■ Exercise prompt:
Show every line of the items below that contains the string "logo". Case counts.

Records of labeled points:
==================================================
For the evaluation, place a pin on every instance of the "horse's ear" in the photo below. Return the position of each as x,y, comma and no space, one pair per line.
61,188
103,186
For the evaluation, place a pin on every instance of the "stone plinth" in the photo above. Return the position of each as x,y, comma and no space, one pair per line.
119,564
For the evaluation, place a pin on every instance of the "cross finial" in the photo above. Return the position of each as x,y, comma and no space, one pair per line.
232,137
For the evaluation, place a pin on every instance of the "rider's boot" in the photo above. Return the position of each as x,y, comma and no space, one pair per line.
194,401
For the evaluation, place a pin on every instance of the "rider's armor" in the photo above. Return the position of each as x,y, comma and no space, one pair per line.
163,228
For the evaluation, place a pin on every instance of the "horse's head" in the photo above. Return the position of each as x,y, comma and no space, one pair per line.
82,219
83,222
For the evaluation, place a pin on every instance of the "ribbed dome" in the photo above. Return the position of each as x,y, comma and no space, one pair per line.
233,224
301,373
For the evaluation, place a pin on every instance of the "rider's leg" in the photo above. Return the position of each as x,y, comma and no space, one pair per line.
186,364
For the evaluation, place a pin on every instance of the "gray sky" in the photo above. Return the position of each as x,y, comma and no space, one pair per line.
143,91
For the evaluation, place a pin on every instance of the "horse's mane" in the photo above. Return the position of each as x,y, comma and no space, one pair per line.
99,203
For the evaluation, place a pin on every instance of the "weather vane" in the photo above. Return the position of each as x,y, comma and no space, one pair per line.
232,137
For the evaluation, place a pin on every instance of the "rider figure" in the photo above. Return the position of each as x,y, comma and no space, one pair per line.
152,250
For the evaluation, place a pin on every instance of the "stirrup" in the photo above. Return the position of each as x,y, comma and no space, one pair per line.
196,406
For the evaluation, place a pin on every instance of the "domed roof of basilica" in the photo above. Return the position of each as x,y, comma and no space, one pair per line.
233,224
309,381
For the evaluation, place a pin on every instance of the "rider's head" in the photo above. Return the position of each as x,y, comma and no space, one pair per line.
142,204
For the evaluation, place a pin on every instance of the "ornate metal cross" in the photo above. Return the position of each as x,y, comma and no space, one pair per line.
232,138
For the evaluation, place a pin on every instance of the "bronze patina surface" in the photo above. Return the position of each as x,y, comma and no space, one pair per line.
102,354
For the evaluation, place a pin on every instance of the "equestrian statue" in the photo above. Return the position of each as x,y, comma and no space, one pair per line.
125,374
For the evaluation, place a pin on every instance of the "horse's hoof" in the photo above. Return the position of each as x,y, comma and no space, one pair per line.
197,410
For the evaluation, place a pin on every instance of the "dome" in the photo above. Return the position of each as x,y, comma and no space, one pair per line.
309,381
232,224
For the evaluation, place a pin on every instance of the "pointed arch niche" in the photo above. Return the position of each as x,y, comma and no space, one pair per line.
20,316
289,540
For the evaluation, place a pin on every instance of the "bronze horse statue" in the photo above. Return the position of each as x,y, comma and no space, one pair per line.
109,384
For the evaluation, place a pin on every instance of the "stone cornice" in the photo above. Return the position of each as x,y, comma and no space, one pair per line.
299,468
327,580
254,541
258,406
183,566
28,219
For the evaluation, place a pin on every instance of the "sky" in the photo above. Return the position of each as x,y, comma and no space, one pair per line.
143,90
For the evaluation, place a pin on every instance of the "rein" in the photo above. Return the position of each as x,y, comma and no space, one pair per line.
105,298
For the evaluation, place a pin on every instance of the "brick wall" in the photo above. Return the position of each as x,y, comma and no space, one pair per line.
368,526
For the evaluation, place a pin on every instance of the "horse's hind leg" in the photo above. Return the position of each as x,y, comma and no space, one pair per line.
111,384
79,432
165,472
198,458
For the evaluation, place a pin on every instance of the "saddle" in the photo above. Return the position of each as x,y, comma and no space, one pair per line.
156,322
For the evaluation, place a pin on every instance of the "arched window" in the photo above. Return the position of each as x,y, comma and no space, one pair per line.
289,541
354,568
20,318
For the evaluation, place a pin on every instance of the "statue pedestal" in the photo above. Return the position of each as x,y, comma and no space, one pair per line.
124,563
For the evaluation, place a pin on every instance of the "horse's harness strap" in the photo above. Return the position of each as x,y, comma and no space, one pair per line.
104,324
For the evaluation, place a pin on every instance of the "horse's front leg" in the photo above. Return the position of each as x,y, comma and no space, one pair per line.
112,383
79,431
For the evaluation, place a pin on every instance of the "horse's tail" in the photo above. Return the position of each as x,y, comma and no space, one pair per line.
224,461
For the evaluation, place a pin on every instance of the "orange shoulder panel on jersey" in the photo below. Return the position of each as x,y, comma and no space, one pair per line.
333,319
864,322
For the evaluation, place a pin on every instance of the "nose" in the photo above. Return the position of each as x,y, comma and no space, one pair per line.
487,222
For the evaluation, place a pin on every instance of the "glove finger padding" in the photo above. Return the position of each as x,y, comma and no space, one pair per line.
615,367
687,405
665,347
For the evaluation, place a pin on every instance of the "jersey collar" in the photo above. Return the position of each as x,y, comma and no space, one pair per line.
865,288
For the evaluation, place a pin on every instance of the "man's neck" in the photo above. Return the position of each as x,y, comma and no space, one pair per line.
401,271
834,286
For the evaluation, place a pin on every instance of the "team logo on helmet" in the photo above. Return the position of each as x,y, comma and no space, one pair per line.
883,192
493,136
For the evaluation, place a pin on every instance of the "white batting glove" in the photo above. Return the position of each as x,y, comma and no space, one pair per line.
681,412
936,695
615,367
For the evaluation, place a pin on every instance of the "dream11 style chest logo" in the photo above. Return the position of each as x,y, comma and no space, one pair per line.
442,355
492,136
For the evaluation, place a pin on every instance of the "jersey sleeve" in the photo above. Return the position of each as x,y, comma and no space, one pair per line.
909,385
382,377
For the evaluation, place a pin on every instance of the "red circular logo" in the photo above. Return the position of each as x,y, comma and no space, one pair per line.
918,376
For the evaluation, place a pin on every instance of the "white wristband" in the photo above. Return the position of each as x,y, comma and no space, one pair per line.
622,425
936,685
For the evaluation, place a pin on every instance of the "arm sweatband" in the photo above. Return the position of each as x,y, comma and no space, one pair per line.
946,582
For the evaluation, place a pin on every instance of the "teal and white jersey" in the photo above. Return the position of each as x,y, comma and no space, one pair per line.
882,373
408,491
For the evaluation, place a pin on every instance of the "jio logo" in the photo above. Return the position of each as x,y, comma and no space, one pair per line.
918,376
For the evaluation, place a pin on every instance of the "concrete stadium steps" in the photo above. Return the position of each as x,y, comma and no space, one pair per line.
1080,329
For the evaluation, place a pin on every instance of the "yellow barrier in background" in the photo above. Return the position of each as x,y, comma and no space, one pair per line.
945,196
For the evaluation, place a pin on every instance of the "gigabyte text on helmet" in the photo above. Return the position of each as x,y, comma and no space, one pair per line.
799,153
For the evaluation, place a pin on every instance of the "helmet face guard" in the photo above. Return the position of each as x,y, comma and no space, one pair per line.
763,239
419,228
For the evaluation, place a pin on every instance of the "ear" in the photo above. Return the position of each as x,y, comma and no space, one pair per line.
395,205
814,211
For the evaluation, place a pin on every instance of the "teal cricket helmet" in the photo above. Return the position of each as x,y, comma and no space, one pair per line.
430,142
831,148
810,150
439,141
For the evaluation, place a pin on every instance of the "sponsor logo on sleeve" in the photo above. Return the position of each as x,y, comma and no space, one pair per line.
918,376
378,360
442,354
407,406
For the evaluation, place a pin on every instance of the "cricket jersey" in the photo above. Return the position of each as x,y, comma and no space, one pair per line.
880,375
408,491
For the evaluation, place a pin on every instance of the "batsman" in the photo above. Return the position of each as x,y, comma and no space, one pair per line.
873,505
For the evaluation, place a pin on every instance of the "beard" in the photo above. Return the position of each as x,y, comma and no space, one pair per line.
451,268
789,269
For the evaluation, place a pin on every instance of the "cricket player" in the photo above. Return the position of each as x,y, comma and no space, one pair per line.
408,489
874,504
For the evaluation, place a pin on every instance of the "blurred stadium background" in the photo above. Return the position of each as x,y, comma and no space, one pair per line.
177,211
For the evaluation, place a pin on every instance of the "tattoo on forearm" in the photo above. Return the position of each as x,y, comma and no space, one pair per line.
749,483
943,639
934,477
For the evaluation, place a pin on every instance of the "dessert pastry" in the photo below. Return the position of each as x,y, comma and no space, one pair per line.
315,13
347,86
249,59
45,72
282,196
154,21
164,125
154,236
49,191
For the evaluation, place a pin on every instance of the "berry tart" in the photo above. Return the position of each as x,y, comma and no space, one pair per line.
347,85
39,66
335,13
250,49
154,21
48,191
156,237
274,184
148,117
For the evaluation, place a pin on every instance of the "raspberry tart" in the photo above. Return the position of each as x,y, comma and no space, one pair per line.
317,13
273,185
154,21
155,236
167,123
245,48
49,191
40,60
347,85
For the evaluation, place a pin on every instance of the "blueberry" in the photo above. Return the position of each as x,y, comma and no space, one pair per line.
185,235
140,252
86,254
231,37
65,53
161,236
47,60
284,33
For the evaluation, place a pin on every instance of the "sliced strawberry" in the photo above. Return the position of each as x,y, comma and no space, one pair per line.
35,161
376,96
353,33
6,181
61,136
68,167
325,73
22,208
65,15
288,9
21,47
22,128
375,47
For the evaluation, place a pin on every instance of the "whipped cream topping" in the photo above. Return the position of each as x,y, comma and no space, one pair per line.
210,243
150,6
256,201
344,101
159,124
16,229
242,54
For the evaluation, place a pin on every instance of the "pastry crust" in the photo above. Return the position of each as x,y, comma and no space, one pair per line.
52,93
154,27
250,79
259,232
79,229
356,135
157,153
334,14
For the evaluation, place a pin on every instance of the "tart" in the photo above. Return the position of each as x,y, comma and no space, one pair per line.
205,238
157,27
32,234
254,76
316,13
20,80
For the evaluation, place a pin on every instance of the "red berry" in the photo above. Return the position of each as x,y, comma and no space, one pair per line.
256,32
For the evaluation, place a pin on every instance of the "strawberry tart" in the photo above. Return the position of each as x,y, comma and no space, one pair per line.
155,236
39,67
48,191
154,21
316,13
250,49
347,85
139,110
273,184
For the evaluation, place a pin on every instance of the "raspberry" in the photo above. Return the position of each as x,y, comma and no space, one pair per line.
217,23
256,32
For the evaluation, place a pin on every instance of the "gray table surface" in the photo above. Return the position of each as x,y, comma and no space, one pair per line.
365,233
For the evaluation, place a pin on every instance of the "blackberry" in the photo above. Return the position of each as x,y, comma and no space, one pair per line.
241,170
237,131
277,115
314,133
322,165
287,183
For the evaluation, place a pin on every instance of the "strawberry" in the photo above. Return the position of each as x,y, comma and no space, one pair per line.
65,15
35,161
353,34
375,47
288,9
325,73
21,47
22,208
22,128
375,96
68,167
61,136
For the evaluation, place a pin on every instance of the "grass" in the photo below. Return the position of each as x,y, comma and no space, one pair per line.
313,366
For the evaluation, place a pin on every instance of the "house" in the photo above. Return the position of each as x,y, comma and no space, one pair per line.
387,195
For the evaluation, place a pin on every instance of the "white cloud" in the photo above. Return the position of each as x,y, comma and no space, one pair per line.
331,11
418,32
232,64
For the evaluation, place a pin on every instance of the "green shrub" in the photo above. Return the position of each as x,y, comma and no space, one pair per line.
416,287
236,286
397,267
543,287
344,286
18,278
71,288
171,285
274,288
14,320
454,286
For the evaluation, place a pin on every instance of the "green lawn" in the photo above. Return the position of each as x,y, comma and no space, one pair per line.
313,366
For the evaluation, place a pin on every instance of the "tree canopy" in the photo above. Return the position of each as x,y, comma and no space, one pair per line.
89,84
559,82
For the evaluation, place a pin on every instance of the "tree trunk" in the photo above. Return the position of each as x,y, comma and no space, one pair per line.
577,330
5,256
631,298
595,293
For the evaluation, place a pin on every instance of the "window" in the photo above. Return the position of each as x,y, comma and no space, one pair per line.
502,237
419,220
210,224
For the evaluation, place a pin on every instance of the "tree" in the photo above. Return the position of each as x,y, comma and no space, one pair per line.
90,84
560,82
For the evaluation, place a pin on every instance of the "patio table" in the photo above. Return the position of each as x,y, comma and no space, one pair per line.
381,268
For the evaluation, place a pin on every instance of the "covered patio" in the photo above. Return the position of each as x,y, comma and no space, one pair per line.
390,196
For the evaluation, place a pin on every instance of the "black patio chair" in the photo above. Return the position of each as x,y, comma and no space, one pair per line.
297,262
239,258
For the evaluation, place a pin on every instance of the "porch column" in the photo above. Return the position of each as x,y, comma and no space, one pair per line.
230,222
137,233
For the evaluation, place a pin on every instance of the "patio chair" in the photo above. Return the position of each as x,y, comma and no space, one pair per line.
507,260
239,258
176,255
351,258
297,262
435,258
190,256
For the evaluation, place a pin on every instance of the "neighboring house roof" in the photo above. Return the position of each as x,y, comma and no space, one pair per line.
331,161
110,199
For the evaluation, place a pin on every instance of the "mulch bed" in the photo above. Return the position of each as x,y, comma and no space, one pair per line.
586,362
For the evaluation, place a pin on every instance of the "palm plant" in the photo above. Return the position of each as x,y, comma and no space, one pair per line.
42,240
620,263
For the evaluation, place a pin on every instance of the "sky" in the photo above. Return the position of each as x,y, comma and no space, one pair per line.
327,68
==================================================
■ Result below:
For the evaluation, place a pin on every instance of the "team logo on helmet" in the photo above. Return the position of each as x,y, comma and no space, one pair per line.
For the evaluation, place a pin on every instance of the "dream11 style chest logo" in the photo above. Return the position of each as x,y, comma and no space, one pair per line.
For the evaluation, place a pin on every instance of the "red circular logo" in the photo above. Return the position of each as x,y, comma and no space, one pair per line.
For the evaluation, place a pin on every instance of the "jio logo" in the photo above. Return the position of each as x,y, comma and no space, one pair per line.
For the evaluation, place a pin on every instance of the "sponsor logo on sleeve" in the photo above. Return the position of each as x,y, comma and no space, one pair per line.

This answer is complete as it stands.